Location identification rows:
»»

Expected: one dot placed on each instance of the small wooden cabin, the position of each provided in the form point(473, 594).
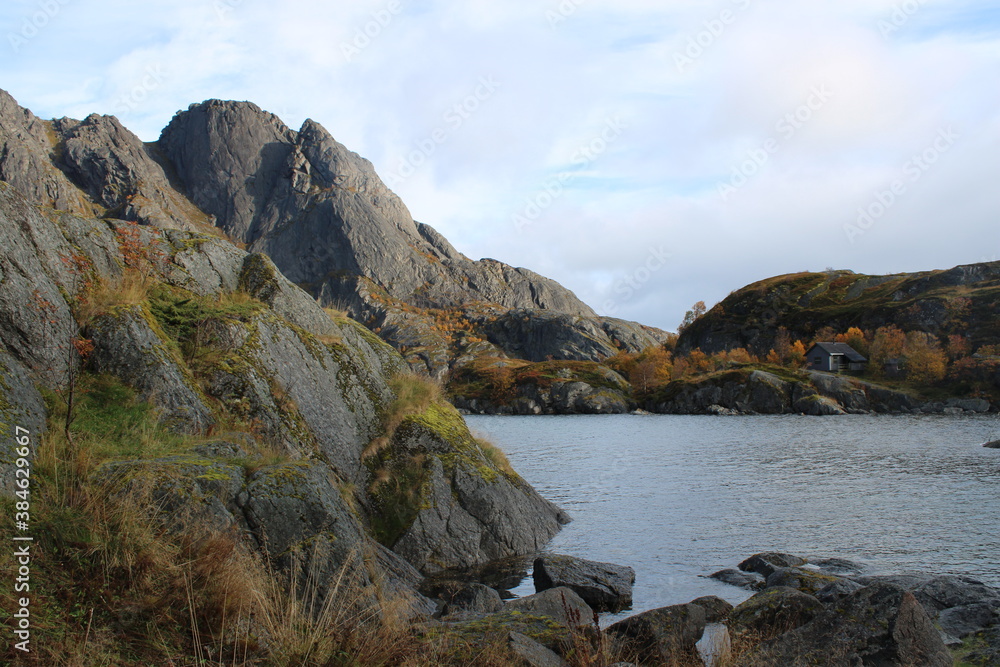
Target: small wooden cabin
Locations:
point(834, 357)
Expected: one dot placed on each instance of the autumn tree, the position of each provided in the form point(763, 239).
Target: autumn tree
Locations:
point(797, 354)
point(825, 335)
point(926, 362)
point(854, 337)
point(652, 370)
point(697, 310)
point(957, 347)
point(888, 343)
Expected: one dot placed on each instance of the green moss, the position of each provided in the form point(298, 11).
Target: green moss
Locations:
point(114, 423)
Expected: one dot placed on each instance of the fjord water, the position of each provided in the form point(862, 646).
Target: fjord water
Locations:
point(680, 497)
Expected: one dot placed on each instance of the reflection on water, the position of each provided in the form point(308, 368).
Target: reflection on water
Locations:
point(679, 497)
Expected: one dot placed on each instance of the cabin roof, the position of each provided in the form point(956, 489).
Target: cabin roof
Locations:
point(839, 349)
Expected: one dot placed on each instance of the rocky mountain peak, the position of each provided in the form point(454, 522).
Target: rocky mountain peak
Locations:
point(317, 209)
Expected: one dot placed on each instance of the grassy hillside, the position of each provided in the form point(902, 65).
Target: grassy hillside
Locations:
point(961, 301)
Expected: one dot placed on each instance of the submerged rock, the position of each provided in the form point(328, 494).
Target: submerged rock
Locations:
point(668, 635)
point(749, 580)
point(773, 612)
point(604, 586)
point(766, 563)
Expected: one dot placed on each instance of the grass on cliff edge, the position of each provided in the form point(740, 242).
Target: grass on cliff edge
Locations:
point(110, 585)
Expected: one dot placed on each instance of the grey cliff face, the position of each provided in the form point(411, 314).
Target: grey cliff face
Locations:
point(315, 389)
point(316, 209)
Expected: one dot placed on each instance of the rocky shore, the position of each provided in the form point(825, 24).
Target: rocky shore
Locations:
point(822, 611)
point(736, 392)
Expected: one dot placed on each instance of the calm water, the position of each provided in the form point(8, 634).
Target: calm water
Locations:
point(677, 497)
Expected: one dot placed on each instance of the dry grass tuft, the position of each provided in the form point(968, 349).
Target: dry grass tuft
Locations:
point(102, 294)
point(413, 394)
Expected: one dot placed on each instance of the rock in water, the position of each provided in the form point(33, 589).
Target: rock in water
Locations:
point(773, 612)
point(880, 624)
point(749, 580)
point(766, 563)
point(604, 586)
point(666, 636)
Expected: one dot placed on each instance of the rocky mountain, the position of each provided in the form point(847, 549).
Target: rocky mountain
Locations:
point(964, 300)
point(242, 364)
point(319, 211)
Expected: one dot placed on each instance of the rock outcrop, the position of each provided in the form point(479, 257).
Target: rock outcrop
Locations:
point(603, 586)
point(319, 211)
point(829, 611)
point(215, 337)
point(962, 300)
point(757, 391)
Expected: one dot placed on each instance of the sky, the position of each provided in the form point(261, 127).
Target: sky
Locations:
point(646, 155)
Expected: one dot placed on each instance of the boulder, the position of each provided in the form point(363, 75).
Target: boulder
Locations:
point(603, 586)
point(469, 510)
point(21, 405)
point(668, 635)
point(190, 493)
point(836, 590)
point(560, 604)
point(533, 654)
point(766, 563)
point(880, 624)
point(128, 345)
point(555, 618)
point(749, 580)
point(773, 612)
point(472, 601)
point(838, 567)
point(970, 404)
point(966, 619)
point(716, 609)
point(799, 578)
point(945, 592)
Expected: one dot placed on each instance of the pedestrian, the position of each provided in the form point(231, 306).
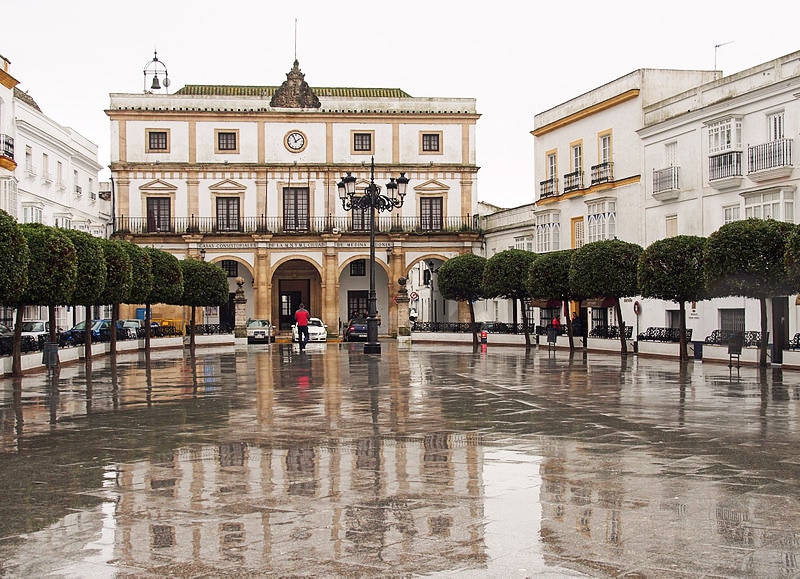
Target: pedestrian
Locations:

««

Reproduce all of the rows above, swapping every occurrence of "Target" for "Object" and keeping everything else unchanged. Omit the pictures from your answer.

■ **ANSWER**:
Expected: one dot placed on each instance of the small wooden cabin, the position of each provided in the form point(473, 594).
Object: small wooden cabin
Locations:
point(834, 357)
Expected: one dot placed on each instance of the autumn tree, the position of each provided in the form point(763, 239).
Object: autumn tree
Locations:
point(797, 354)
point(825, 335)
point(926, 362)
point(854, 337)
point(652, 370)
point(697, 310)
point(957, 347)
point(888, 343)
Expected: one dot placed on each instance of the green moss, the position of each provided in the form point(298, 11).
Object: green moss
Locations:
point(114, 423)
Expected: one dot placed on each instance of the fjord water, the position of each provided in the form point(862, 646).
Object: fjord water
Locations:
point(680, 497)
Expected: one dot placed on each instance of the reflection on water, the position of each provided in the form point(308, 368).
Object: reflection on water
Locations:
point(679, 497)
Expected: one dot placed on each instance of the cabin roof, the position of each provided in the form point(956, 489).
Object: cabin roof
Locations:
point(839, 349)
Expected: one dot placed on each instance of the rocky mountain peak, the position of each provided in the form point(454, 522).
Object: rocky mountain peak
Locations:
point(317, 209)
Expected: one dot placed on each instance of the grassy hillside, the position of each provided in the form point(902, 65).
Object: grassy hillside
Locations:
point(961, 301)
Expected: one dot placed on each instance of the submerged rock, the position of each provided in the form point(328, 494).
Object: submerged rock
Locations:
point(668, 635)
point(749, 580)
point(773, 612)
point(604, 586)
point(766, 563)
Expected: one dot placed on each instance of the grass on cliff edge, the position of each provided in the form point(740, 242).
Object: grass on cliff edge
Locations:
point(110, 585)
Expected: one dot placed on each instance of the grey cliff face, the position of each provided in the form point(411, 314).
Object: grey cliff face
Locations:
point(315, 389)
point(316, 209)
Expected: one dot placed on each instance of the rocky shore, the position of each provided in the form point(825, 24).
Object: rocky shore
Locations:
point(822, 611)
point(736, 392)
Expected: one dot placed on each instance of the calm water, the position of each provided in the form point(8, 634).
Object: calm water
Locations:
point(677, 497)
Expected: one dot placed on each instance of the dry grass tuft, the position of each provided in the form point(968, 349).
Object: dry grass tuft
Locations:
point(102, 294)
point(413, 394)
Expected: one dot placed on each instance of the rock in water, the position of each provided in the form point(33, 589).
Object: rock in water
Locations:
point(773, 612)
point(880, 624)
point(749, 580)
point(766, 563)
point(604, 586)
point(666, 636)
Expected: one dot placed on each instance of the rocky mountain, the position of each provided in the form point(847, 549).
Object: rocky mountain
Locations:
point(964, 300)
point(242, 364)
point(319, 211)
Expected: one dot placed on each instance of the rock outcrop, the position of each provided in the form point(479, 257).
Object: rock outcrop
Locations:
point(603, 586)
point(319, 211)
point(829, 611)
point(215, 337)
point(962, 300)
point(757, 391)
Expected: one dot placed on each instance of the sky, the position of each provided in the form point(261, 127).
Object: sky
Locations:
point(646, 155)
Expected: one dot placed on each instance of the boulder, the position of each provided in the form point(363, 75).
Object: boulder
Locations:
point(603, 586)
point(469, 510)
point(21, 405)
point(668, 635)
point(190, 493)
point(836, 590)
point(560, 604)
point(533, 654)
point(766, 563)
point(880, 624)
point(128, 345)
point(555, 618)
point(749, 580)
point(773, 612)
point(472, 601)
point(838, 567)
point(970, 404)
point(966, 619)
point(716, 609)
point(799, 578)
point(945, 592)
Expected: one dot placed on each instance of the pedestrian, the position of each provided in the form point(231, 306).
Object: pedestrian
Locations:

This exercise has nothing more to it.